WHAT YOU ARE ASKED TO DO ▸ Look for "the control knob?" in the listing below, then copy exactly the line it appears in and all lines after it to the end, and nothing more.

----- PROVIDED ENTRIES

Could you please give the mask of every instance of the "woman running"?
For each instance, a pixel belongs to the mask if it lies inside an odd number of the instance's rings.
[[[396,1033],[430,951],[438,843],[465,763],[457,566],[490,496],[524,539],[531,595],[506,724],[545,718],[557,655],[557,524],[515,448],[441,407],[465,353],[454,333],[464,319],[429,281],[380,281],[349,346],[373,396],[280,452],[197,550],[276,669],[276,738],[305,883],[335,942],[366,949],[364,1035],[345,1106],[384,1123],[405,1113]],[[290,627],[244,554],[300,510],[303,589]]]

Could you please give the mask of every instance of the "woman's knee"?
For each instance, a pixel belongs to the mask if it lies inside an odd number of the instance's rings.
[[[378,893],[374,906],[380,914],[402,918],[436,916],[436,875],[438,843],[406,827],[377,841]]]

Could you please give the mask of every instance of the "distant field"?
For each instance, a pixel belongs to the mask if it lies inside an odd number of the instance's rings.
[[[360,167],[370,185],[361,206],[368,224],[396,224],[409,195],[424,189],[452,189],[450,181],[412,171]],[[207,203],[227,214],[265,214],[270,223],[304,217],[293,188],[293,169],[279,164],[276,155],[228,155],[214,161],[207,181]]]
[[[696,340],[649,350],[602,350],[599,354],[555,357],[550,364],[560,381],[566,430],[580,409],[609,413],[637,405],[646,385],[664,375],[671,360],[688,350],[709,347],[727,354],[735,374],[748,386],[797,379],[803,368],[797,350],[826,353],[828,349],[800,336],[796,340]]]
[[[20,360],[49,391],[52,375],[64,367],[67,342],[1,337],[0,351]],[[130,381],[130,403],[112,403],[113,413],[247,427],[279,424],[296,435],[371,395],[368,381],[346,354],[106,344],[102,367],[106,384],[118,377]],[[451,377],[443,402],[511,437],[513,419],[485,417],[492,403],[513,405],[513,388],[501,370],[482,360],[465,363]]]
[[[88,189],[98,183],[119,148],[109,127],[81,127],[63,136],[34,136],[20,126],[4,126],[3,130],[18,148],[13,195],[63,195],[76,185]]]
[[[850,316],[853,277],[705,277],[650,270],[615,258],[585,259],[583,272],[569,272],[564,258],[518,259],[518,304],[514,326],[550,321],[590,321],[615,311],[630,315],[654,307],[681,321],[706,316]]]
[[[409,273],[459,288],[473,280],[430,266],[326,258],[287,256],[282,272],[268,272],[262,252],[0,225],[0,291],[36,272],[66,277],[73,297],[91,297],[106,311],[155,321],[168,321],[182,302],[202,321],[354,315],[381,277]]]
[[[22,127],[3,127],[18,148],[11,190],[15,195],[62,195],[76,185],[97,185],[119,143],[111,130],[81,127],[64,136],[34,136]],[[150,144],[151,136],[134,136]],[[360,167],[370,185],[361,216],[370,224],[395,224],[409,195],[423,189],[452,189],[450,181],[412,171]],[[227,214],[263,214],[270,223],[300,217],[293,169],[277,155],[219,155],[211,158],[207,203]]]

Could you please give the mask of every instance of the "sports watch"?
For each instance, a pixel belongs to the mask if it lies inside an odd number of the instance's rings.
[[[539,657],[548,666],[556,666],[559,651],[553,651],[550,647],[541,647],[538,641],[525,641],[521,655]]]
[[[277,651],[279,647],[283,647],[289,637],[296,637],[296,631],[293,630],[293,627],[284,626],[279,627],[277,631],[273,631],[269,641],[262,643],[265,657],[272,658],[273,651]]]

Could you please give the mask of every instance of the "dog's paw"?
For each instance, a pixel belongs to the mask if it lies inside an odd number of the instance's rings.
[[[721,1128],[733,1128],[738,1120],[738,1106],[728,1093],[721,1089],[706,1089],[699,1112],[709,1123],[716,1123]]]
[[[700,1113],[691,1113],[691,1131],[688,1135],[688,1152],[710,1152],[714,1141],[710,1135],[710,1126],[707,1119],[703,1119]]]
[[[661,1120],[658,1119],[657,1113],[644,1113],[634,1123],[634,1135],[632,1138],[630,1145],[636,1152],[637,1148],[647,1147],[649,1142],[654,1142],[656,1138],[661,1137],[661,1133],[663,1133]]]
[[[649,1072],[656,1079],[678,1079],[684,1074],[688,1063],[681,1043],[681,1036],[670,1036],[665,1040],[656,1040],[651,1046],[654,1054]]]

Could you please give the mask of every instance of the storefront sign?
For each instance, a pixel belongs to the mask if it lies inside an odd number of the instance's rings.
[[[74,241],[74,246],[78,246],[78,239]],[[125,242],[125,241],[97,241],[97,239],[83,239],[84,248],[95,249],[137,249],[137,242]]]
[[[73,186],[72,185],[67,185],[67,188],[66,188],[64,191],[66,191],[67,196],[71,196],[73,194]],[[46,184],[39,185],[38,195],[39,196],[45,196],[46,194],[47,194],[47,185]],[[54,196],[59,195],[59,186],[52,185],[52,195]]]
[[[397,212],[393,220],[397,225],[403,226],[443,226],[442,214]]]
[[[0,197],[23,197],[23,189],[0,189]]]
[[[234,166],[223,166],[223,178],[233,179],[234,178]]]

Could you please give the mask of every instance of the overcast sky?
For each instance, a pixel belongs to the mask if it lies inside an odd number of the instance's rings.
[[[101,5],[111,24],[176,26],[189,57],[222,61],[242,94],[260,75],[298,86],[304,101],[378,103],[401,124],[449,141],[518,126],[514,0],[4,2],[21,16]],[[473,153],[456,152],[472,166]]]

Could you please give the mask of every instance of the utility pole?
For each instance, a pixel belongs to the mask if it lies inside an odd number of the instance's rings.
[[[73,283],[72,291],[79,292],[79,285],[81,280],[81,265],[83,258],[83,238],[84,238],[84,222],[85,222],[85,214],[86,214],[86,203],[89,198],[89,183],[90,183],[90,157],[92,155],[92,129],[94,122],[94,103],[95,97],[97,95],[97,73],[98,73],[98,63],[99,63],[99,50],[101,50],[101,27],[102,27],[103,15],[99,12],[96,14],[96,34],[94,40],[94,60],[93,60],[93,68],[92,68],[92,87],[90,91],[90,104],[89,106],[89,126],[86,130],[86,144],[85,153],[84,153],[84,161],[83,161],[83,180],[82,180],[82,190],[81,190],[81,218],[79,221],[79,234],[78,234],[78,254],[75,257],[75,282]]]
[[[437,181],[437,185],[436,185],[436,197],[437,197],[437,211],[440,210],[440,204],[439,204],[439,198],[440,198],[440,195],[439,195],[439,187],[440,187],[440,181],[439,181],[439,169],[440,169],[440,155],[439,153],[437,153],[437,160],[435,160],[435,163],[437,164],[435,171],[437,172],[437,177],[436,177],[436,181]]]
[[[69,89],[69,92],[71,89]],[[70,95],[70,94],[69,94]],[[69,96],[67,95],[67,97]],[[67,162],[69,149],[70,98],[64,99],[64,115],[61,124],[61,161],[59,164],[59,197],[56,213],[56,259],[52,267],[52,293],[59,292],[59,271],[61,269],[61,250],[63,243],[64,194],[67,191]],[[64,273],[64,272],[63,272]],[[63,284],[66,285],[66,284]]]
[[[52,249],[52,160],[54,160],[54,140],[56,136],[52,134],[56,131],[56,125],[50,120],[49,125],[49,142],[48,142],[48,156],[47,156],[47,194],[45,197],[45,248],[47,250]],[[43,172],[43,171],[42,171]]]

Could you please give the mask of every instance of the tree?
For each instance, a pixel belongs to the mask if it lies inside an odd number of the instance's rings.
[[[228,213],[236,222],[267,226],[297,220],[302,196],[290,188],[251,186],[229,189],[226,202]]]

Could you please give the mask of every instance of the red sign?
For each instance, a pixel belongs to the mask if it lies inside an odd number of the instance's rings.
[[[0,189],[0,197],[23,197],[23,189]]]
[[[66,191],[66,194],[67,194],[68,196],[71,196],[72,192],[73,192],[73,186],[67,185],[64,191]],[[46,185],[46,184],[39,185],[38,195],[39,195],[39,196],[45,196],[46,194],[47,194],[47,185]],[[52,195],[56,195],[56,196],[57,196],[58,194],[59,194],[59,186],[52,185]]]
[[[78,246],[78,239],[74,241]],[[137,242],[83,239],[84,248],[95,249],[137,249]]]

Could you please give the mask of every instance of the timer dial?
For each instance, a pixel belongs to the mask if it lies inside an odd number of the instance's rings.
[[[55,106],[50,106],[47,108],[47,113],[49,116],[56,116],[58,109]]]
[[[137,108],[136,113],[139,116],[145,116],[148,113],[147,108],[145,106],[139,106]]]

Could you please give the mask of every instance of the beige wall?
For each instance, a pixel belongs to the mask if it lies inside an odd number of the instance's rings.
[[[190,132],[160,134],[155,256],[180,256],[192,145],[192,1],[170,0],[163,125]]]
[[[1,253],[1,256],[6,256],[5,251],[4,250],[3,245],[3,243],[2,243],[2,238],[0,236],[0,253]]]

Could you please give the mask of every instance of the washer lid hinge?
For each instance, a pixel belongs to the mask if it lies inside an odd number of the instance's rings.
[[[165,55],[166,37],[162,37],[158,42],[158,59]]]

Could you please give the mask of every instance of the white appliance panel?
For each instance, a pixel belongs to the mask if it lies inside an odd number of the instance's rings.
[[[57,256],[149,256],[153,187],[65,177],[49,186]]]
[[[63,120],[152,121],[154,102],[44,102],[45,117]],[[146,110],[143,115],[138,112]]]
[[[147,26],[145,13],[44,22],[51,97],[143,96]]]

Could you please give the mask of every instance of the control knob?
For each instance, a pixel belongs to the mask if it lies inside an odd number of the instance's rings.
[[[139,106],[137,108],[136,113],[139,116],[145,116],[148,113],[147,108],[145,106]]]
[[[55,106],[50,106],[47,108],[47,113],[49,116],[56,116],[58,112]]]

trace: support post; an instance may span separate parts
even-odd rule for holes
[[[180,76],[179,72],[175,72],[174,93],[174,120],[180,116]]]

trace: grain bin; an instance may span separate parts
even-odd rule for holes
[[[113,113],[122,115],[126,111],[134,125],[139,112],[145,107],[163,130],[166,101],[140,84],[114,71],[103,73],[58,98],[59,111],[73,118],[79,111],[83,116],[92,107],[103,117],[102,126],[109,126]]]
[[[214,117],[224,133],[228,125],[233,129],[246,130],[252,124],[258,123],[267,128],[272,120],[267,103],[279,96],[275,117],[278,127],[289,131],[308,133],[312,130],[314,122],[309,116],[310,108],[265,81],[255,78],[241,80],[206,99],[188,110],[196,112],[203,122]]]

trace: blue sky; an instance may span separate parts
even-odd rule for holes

----------

TASK SOLUTION ▸
Could you please give the mask of every instance of the control knob?
For each instance, a pixel belongs to the mask if it lies inside an odd number of the instance's rings.
[[[139,106],[137,108],[136,113],[139,116],[145,116],[148,113],[147,108],[145,106]]]
[[[55,106],[50,106],[47,108],[47,113],[49,116],[56,116],[58,112]]]

trace: support post; an instance may span separate parts
even-odd rule for holes
[[[180,76],[179,72],[175,72],[174,93],[174,120],[180,116]]]

trace: grain bin; an instance may span separate parts
even-odd rule for holes
[[[113,113],[122,115],[126,111],[134,125],[139,112],[145,107],[163,130],[166,101],[140,84],[114,71],[103,73],[58,98],[59,111],[73,118],[79,111],[83,116],[92,107],[103,117],[102,126],[109,126]]]
[[[214,117],[224,133],[228,125],[233,129],[246,130],[252,124],[258,123],[267,128],[272,120],[267,103],[279,96],[275,117],[278,127],[289,131],[308,133],[312,130],[314,122],[309,116],[310,108],[265,81],[255,78],[241,80],[206,99],[188,110],[196,112],[203,122]]]

trace: blue sky; an instance may span separate parts
even-odd rule for holes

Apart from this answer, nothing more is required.